Problems:
• A. In the thread, copy the passage starting at "I am sorry but" and ending at "(Feb 17, 2013)". Substitute "permit" for "visa".
• B. Decide whether each statement agrees with the thread, and answer yes or no. Quote the words from the thread that settle each one. (i) The first poster was set back a year after transferring to the US from Germany. (ii) abcdef plans to enter the university directly without attending a community college first. (iii) Davis1 states that U.S. public high schools may issue a SEVIS Form I-20 to alien students.
• C. According to the thread, what is the longest time an F-1 student may attend public secondary school?

** Start of Selected excerpt **

I am sorry but from the scenario you are describing, it seems very improbable, if not impossible. I transferred to the US from Germany and was set back a year because of graduation requirements I didn't have, it wasnt science or math but others such as English, Civics, these are what I remember. And I'm a US citizen so I didn't need a visa so I am not sure about that, but my aunt hosted an exchange student who went back home and returned to the US for college, on a different visa, so it's not the same case.


----------



## abcdef (Feb 17, 2013)

Really? Honestly, I know a lot of people who have went their last year or the second year of high school and they still graduated. There was even an exchange program here in my country that sent students to the US for one year to study and that was for 11th grades only, so after winning it you would complete the 12th grade in the US and basically graduate, but the stupid age limit disqualified me since I was 1 month older than the allowed age...

However, can't I take extra classes in that subject or something like that? Some countries in Europe have about the same thing, only that you just have to re-give the matura tests again (the tests to prove that you have learned through high school years, or graduation tests, whatever). Aren't there similar finals/tests that I can just give and prepare on my own so that I can prove such thing?



EVHB said:


> In only 1 year time, you can't officially graduate from a high school, as you can't take all the prerequisited to graduate in only 1 year time. For Ohio, you don't have the Core Curriculum where you need at least 4 years of math and English. They also require subjects like American History and American Government and so on. Not possible in 1 year time.
> 
> Also, you are not the one who decides which university to go to. You need to qualify, and the better their program is, the more competetive it is to get in. I don't know if your university of choice is competetive or not. Bot sometimes it's easier to get in as an International Student, than it is from within the country.
> Pay a lot of attention to extracuricculars right now! Do lots of volunteer work, show initiative. They value these things a lot. Without it, you don't get into good universities. And of course: get the highest grades possible if you want to get into the best universities.
> ...


I know how the acceptance part at the university works, thanks. I will go to a community college first which is closely connected to the university and you can transfer easily after the second year there, 80% of the students do and considering my grades I know I'll work hard to make that happen...

Thanks anyways.


----------



## EVHB (Feb 11, 2008)

Contact a local high school, ask for the Guidance Counsellor, and she/he can tell you how it works in their school/county/state.


----------



## Davis1 (Feb 20, 2009)

The law does not allow an alien student (F-1) to attend public elementary school. A student may attend public secondary school, but not for more than 12 months and the student must reimburse the school board for the full cost of the education. Hence U.S. public high schools are prohibited from issuing a SEVIS Form I-20 to alien students. However, you may attend a private high school if this school is an approved academic institution and can issue a SEVIS I-20 to you


----------

** End of Selected excerpt **
** Start of Entries **

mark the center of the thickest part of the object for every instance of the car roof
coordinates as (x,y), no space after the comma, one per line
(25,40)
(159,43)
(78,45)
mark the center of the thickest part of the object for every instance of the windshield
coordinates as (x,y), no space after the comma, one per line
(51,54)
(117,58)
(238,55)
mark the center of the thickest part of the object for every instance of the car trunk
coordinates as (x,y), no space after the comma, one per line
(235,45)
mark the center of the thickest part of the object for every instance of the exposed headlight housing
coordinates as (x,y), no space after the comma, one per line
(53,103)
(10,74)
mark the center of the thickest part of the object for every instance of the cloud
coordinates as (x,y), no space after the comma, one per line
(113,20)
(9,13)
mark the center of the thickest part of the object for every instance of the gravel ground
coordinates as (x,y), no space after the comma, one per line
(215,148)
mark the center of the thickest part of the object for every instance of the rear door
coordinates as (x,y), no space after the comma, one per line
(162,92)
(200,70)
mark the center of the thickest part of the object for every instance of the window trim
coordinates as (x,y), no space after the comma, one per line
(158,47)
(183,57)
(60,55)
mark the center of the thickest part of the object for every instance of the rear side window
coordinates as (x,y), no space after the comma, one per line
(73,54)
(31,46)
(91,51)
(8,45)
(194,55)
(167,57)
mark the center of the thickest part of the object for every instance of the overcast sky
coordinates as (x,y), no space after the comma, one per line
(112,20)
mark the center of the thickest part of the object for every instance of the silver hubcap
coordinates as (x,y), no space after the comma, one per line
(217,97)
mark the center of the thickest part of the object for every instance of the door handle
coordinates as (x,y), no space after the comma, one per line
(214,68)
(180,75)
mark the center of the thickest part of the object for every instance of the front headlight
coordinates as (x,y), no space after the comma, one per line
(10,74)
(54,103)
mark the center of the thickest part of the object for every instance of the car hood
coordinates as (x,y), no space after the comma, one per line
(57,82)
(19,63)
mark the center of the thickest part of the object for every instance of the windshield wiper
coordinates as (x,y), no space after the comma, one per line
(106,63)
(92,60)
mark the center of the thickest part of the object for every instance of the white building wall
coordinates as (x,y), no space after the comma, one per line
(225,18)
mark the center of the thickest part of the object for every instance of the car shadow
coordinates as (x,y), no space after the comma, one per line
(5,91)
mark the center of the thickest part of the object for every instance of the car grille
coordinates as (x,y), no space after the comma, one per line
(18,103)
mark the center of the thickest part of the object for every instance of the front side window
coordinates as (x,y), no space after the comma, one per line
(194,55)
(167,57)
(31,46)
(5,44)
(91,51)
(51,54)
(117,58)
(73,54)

** End of Entries **

Answers given:
• A.
I am sorry but from the scenario you are describing, it seems very improbable, if not impossible. I transferred to the US from Germany and was set back a year because of graduation requirements I didn't have, it wasnt science or math but others such as English, Civics, these are what I remember. And I'm a US citizen so I didn't need a permit so I am not sure about that, but my aunt hosted an exchange student who went back home and returned to the US for college, on a different permit, so it's not the same case.


----------



## abcdef (Feb 17, 2013)

• B.
(i) Yes: "I transferred to the US from Germany and was set back a year"
(ii) No: "I will go to a community college first"
(iii) No: "Hence U.S. public high schools are prohibited from issuing a SEVIS Form I-20 to alien students."

• C. No more than 12 months.